*** Data supplied

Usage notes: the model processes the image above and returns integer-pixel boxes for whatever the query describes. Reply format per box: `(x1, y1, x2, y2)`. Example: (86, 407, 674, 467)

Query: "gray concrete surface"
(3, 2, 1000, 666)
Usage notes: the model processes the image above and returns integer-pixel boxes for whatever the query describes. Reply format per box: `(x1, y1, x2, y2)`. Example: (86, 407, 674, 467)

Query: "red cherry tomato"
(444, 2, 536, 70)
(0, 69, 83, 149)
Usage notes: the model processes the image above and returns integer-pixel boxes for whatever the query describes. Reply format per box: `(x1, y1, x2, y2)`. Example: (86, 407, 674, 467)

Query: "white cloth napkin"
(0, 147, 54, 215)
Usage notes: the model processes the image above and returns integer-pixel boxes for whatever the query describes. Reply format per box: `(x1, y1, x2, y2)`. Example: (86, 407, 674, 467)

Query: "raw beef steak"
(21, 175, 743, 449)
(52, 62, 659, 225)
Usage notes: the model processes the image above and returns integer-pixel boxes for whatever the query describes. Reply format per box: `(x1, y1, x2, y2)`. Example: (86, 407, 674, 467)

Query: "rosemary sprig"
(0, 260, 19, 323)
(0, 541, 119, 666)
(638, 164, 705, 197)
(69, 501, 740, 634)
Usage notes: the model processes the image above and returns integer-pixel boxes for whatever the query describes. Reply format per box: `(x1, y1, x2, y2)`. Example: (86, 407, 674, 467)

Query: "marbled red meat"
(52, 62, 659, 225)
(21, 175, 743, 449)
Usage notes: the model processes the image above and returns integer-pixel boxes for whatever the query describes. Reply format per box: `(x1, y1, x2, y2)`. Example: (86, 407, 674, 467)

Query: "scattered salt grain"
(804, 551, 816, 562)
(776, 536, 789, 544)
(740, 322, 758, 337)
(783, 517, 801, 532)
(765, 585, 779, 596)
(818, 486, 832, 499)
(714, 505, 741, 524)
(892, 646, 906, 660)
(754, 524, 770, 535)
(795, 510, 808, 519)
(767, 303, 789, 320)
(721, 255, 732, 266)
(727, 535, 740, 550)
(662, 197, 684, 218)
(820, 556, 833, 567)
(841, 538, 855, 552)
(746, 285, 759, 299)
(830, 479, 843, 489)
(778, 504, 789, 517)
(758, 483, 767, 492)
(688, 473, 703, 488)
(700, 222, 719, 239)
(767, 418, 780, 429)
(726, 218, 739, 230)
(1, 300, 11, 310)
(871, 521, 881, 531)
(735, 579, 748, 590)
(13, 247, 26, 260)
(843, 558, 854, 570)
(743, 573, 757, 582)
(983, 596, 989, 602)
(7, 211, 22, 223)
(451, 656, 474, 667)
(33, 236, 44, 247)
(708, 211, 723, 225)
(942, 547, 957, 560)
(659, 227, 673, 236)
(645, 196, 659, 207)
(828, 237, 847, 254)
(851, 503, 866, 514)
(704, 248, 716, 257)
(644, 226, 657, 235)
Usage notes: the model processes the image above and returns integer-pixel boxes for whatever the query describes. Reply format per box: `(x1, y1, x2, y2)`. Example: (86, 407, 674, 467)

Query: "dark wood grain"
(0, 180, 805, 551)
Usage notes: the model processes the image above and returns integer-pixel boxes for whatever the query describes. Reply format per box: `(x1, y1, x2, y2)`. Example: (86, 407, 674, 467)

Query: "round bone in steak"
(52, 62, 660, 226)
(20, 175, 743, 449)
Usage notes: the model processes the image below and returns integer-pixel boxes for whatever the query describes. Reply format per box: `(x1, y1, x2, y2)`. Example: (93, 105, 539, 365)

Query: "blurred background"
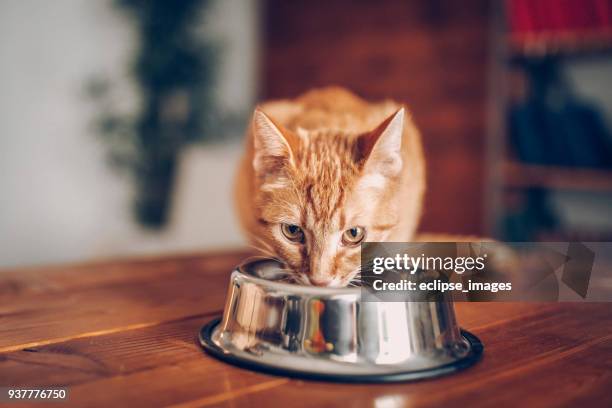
(1, 0, 611, 268)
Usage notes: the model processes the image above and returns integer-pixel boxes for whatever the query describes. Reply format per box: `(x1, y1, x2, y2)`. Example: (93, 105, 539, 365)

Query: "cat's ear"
(252, 109, 299, 177)
(356, 108, 404, 178)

******

### Task description
Copy the records exactly. Skip the images.

### Output of the task
Usage notes: the model processes the image above and returns integer-pixel boxes for whatever the query describes. Reply format per box: `(x1, y1, x2, y2)`. Example: (86, 407, 674, 467)

Query: "gray concrete surface"
(3, 2, 1000, 666)
Usage notes: the model processes the image above and returns integer-pixel boxes for whatever the query describes. Reply format per box: `(x1, y1, x2, y2)`. Example: (86, 407, 674, 467)

Query: "red cherry tomato"
(444, 2, 536, 70)
(0, 69, 83, 149)
Usage notes: the model processes the image above and returns integer-pixel boxes for whatever the query describes. Reply format per box: `(x1, y1, x2, y2)`. Example: (86, 407, 674, 467)

Query: "white cloth napkin"
(0, 147, 54, 215)
Usage notes: the model processes the image above and returns integer-pixel boxes for whatever the query describes. Reply format per box: `(x1, y1, x2, y2)`. Example: (86, 407, 674, 467)

Query: "raw beef steak"
(21, 175, 743, 449)
(52, 62, 659, 225)
Usage notes: the model processes the image above and returns integer-pixel boxes for whatever the query describes. Reply format per box: `(x1, y1, x2, y2)`. Example: (86, 407, 674, 467)

Query: "rosemary sprig"
(0, 260, 19, 323)
(0, 541, 119, 666)
(638, 164, 705, 197)
(69, 501, 740, 634)
Usage notes: the model processes the image above and returns integer-pixel boxes for whatever the query describes. Reply format per box: `(x1, y1, x2, y2)`. Example: (86, 407, 674, 467)

Query: "marbled red meat"
(52, 62, 659, 225)
(21, 175, 743, 449)
Usage notes: the model processes the image above and returns integer-pixel boxes for whatever the query describes. Reply format per box: `(x1, y1, x2, y2)`. Example: (86, 407, 674, 467)

Query: "scattered salt grain"
(804, 551, 816, 562)
(776, 536, 789, 544)
(740, 322, 758, 337)
(783, 517, 801, 532)
(765, 585, 779, 596)
(818, 486, 832, 499)
(714, 505, 741, 524)
(892, 646, 906, 660)
(754, 524, 770, 535)
(795, 510, 808, 519)
(767, 303, 789, 320)
(721, 255, 732, 266)
(727, 535, 740, 550)
(662, 197, 684, 218)
(820, 556, 833, 567)
(841, 538, 855, 552)
(746, 285, 759, 299)
(830, 479, 843, 489)
(778, 504, 789, 517)
(758, 483, 767, 492)
(688, 473, 703, 488)
(700, 222, 719, 239)
(767, 418, 780, 429)
(726, 218, 739, 230)
(1, 300, 11, 310)
(871, 521, 881, 531)
(735, 579, 748, 590)
(13, 247, 26, 260)
(843, 558, 854, 570)
(743, 573, 757, 582)
(983, 596, 989, 602)
(7, 211, 22, 223)
(451, 656, 474, 667)
(33, 236, 44, 247)
(708, 211, 723, 225)
(942, 547, 957, 560)
(659, 227, 673, 236)
(645, 196, 659, 207)
(828, 237, 847, 254)
(851, 503, 866, 514)
(704, 248, 716, 257)
(644, 226, 657, 235)
Usage notes: the model processes the image above and returns integer-pixel boxes for whatever the query describes. Reply format per box: `(x1, y1, x2, y2)`. Example: (86, 407, 674, 467)

Query: "dark wood grain"
(0, 180, 805, 551)
Usage notes: the model processes the image above and returns integer-pixel boxes for whatever the query describes. Reply format per box: `(x1, y1, x2, y2)`. Example: (86, 407, 674, 467)

Query: "round bone in steak"
(52, 62, 660, 226)
(20, 175, 743, 449)
Usage notes: the model processes the image below and returns integer-pixel boxes for whatever the query describes. Reply format per box: `(x1, y1, x2, y2)`. Example: (93, 105, 539, 365)

Query: "blurred background"
(1, 0, 611, 268)
Usage notes: the model processes the image above and returns integer-pixel boxes for whatever the query describes. Reply format per box: `(x1, y1, x2, y2)`. Example: (93, 105, 539, 365)

Query: "cat's ear"
(252, 109, 299, 177)
(356, 108, 404, 178)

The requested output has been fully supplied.